EXERCISE PROMPT:
Locate "bear head, giving" in the listing below, then output the line holding it and every line after it, exactly and with nothing else.
── RAW DATA ──
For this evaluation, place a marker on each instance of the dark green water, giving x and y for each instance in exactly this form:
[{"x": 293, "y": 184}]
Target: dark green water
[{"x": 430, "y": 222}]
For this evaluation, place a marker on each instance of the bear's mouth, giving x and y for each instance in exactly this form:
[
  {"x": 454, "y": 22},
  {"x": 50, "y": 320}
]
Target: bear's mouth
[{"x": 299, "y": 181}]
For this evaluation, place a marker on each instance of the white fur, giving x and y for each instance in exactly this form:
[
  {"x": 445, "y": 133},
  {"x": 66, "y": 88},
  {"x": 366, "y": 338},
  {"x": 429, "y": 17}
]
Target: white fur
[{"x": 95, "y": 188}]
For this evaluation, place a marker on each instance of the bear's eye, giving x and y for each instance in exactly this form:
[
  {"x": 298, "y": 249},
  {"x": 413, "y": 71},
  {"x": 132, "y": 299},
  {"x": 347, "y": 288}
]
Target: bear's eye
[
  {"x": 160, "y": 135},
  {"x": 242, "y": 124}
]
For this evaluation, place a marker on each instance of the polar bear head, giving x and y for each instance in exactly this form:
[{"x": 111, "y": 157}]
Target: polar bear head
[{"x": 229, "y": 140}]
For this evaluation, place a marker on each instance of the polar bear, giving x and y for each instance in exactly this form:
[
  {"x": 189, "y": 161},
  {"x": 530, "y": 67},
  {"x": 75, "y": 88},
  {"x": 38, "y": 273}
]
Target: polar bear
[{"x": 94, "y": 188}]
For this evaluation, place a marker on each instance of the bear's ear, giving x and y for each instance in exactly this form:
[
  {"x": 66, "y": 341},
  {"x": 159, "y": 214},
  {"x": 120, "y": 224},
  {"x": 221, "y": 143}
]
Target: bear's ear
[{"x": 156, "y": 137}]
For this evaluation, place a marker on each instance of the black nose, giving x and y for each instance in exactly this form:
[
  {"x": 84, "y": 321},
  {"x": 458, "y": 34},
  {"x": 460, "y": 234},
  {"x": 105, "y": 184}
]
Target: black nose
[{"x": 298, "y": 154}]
───
ANSWER:
For this evaluation, place a marker on each instance of the polar bear head, giving x and y for each instance in exactly this form:
[{"x": 111, "y": 157}]
Target: polar bear head
[{"x": 229, "y": 140}]
For this evaluation, place a marker on each instance of the polar bear, giving x and y for each instance in exactly this form:
[
  {"x": 189, "y": 161},
  {"x": 530, "y": 67},
  {"x": 75, "y": 88},
  {"x": 38, "y": 273}
]
Target: polar bear
[{"x": 94, "y": 188}]
For this evaluation, place a marker on each instance of the bear's ear, giving x and y for each instance in exactly this form:
[
  {"x": 66, "y": 341},
  {"x": 159, "y": 214},
  {"x": 120, "y": 224},
  {"x": 221, "y": 143}
]
Target: bear's ear
[{"x": 156, "y": 137}]
For this evaluation, place a marker on each instance of the black nose, giving x and y for each instance in exactly this form:
[
  {"x": 84, "y": 321},
  {"x": 458, "y": 34},
  {"x": 460, "y": 234},
  {"x": 105, "y": 184}
]
Target: black nose
[{"x": 298, "y": 154}]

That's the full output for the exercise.